Reproduce the data verbatim, from the line containing "Please segment every instance of the window" through the line containing "20], [154, 21]]]", both of those lines included.
━━━━━━━━━━━━━━━━━━━━
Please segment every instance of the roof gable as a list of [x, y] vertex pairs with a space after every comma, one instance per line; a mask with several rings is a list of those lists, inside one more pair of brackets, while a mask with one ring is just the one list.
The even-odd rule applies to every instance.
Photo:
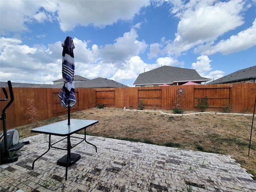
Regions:
[[202, 77], [194, 69], [164, 66], [140, 74], [134, 84], [172, 84], [175, 82], [211, 80]]
[[256, 78], [256, 66], [238, 70], [209, 82], [207, 84], [228, 83], [250, 78]]

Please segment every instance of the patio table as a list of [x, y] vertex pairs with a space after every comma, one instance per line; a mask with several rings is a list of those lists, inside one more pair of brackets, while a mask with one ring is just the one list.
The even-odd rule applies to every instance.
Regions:
[[[66, 166], [65, 179], [66, 180], [68, 174], [68, 167], [73, 164], [81, 158], [80, 154], [70, 152], [70, 150], [72, 148], [84, 141], [88, 144], [94, 146], [96, 150], [96, 152], [97, 152], [97, 147], [96, 146], [86, 141], [85, 132], [86, 128], [94, 125], [98, 122], [98, 121], [96, 120], [71, 119], [70, 120], [70, 124], [69, 125], [68, 124], [67, 120], [64, 120], [32, 129], [32, 132], [43, 133], [49, 135], [48, 150], [34, 161], [32, 165], [32, 169], [34, 169], [35, 162], [48, 152], [51, 147], [61, 150], [66, 150], [67, 151], [67, 154], [60, 158], [57, 162], [57, 164]], [[72, 134], [82, 130], [84, 130], [84, 138], [71, 136]], [[51, 144], [51, 136], [52, 135], [66, 137]], [[78, 143], [72, 146], [70, 143], [70, 138], [80, 139], [81, 140]], [[53, 146], [66, 139], [67, 139], [67, 144], [66, 148], [61, 148]]]

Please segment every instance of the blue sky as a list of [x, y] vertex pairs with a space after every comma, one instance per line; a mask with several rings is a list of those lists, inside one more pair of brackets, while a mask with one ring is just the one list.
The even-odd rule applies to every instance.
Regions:
[[256, 64], [256, 0], [0, 1], [0, 81], [62, 78], [61, 43], [75, 72], [128, 86], [168, 65], [216, 79]]

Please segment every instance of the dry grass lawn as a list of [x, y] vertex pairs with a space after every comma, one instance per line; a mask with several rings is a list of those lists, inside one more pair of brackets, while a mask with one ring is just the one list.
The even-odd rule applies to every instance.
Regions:
[[[172, 110], [162, 111], [172, 113]], [[230, 155], [256, 179], [255, 121], [248, 156], [252, 116], [204, 113], [174, 116], [153, 110], [105, 108], [79, 111], [71, 116], [99, 121], [86, 129], [88, 134]], [[62, 116], [40, 122], [39, 125], [66, 118]], [[30, 132], [32, 128], [32, 124], [17, 128], [21, 138], [35, 134]]]

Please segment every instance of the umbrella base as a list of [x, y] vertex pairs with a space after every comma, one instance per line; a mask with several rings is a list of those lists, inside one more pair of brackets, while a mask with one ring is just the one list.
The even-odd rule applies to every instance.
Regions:
[[[57, 164], [61, 166], [67, 166], [67, 157], [68, 155], [64, 155], [59, 159], [57, 162]], [[79, 154], [71, 153], [70, 157], [68, 159], [68, 166], [71, 166], [78, 161], [81, 158], [81, 156]]]

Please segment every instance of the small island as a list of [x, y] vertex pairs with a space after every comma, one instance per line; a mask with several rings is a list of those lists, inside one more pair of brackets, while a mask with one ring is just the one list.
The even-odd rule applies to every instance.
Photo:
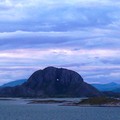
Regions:
[[[59, 104], [60, 103], [60, 104]], [[80, 101], [67, 100], [31, 100], [28, 104], [59, 104], [61, 106], [79, 107], [120, 107], [120, 99], [109, 97], [92, 97]]]

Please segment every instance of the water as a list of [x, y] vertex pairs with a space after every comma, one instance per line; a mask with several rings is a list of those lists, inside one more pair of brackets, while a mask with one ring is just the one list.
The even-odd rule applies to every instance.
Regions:
[[0, 120], [120, 120], [120, 107], [77, 107], [0, 101]]

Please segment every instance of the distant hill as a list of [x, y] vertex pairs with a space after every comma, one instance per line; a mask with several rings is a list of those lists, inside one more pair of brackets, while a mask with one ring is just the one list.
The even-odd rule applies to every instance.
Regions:
[[114, 82], [108, 84], [91, 84], [91, 85], [100, 91], [115, 91], [115, 90], [117, 91], [118, 88], [120, 90], [120, 84]]
[[119, 88], [117, 88], [117, 89], [114, 89], [114, 90], [112, 90], [113, 92], [117, 92], [117, 93], [120, 93], [120, 87]]
[[47, 67], [34, 72], [22, 85], [0, 89], [2, 97], [93, 97], [103, 94], [75, 71]]
[[27, 79], [16, 80], [16, 81], [12, 81], [12, 82], [8, 82], [6, 84], [3, 84], [0, 87], [14, 87], [14, 86], [17, 86], [17, 85], [21, 85], [26, 81], [27, 81]]

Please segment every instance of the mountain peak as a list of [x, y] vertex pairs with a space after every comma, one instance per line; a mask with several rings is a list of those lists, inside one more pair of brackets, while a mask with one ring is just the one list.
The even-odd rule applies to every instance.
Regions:
[[38, 70], [24, 84], [0, 90], [0, 96], [9, 97], [88, 97], [100, 95], [101, 92], [85, 83], [77, 72], [56, 67]]

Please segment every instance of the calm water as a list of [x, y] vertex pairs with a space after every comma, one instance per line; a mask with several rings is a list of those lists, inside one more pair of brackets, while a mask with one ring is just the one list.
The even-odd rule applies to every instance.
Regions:
[[0, 120], [120, 120], [120, 107], [73, 107], [0, 101]]

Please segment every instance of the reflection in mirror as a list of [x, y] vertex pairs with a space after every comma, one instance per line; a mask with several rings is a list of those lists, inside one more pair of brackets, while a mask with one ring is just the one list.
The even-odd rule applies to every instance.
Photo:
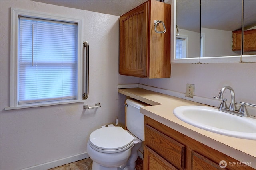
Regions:
[[[242, 28], [242, 0], [202, 0], [201, 3], [201, 57], [241, 55], [241, 50], [232, 50], [232, 31]], [[241, 39], [236, 43], [241, 47]]]
[[243, 55], [256, 54], [256, 0], [244, 0]]
[[[200, 56], [200, 1], [176, 2], [176, 59]], [[178, 29], [179, 35], [177, 35]]]

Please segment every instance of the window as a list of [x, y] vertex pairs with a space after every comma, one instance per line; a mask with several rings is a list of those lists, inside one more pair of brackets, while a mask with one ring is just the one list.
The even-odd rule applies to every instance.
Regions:
[[187, 39], [185, 36], [176, 37], [176, 59], [187, 57]]
[[10, 107], [81, 100], [82, 20], [16, 9], [12, 12]]

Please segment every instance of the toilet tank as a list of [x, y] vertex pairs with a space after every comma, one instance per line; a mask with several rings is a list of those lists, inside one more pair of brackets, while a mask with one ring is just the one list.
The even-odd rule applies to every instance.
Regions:
[[126, 100], [126, 127], [135, 136], [144, 141], [144, 115], [140, 113], [140, 109], [150, 105], [132, 98]]

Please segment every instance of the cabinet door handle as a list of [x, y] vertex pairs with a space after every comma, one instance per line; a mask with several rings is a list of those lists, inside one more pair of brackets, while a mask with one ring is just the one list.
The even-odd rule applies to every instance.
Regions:
[[[159, 25], [159, 23], [162, 23], [164, 26], [164, 31], [158, 31], [156, 30], [156, 27]], [[154, 25], [155, 25], [155, 31], [157, 33], [165, 33], [166, 31], [166, 29], [165, 29], [165, 25], [164, 22], [161, 21], [155, 20], [154, 21]]]

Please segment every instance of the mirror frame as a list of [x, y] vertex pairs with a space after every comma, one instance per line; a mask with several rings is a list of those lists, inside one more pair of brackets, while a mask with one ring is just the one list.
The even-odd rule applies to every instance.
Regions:
[[[171, 1], [171, 18], [172, 25], [171, 31], [171, 41], [172, 45], [171, 45], [171, 63], [256, 63], [256, 55], [241, 55], [232, 56], [212, 57], [196, 57], [186, 59], [176, 59], [176, 14], [177, 0]], [[243, 25], [243, 17], [242, 14], [242, 25]]]

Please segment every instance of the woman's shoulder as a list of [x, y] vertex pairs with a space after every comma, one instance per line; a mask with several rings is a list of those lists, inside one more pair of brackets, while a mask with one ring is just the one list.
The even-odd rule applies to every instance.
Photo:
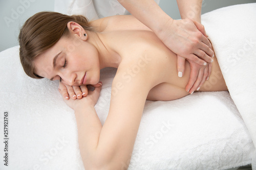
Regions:
[[132, 15], [115, 15], [90, 22], [97, 32], [119, 30], [151, 30]]

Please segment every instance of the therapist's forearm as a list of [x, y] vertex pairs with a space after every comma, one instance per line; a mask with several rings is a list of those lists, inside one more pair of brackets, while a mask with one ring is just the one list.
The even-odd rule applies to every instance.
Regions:
[[193, 19], [201, 23], [202, 0], [177, 0], [181, 19]]
[[140, 21], [155, 33], [161, 32], [166, 22], [173, 19], [154, 0], [118, 0]]

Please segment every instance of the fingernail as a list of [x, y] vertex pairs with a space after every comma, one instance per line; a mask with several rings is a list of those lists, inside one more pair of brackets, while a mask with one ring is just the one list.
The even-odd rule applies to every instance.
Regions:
━━━━━━━━━━━━━━━━━━━━
= Task output =
Please segment every instance of the window as a list of [x, y] vertex pairs with a space after every comma, one instance per line; a mask with several rings is a list of those lists, inside one more pair of brackets, while a mask with one ring is just the one list.
The even-odd rule applies to every instance.
Regions:
[[187, 39], [185, 36], [176, 37], [176, 59], [187, 57]]
[[10, 107], [81, 100], [82, 20], [16, 9], [12, 12]]

Please segment every instance of the toilet tank as a list of [x, y] vertex pairs with a space after every comma, one instance per line; a mask with several rings is a list of those lists, inside one more pair of brackets, while a mask with one ring is just the one list.
The even-odd rule applies to every instance.
Regions:
[[126, 100], [126, 127], [135, 136], [144, 141], [144, 115], [140, 113], [140, 109], [150, 105], [132, 98]]

Please segment every instance of the cabinet door handle as a list of [x, y] vertex pairs with a space after every comma, one instance per line; a mask with several rings is a list of those lists, inside one more pair of brackets, while a mask with one ring is just the one list.
The even-odd rule applies to every instance.
Regions:
[[[159, 25], [159, 23], [162, 23], [164, 26], [164, 31], [158, 31], [156, 30], [156, 27]], [[154, 25], [155, 25], [155, 31], [157, 33], [165, 33], [166, 31], [166, 29], [165, 29], [165, 25], [164, 22], [161, 21], [155, 20], [154, 21]]]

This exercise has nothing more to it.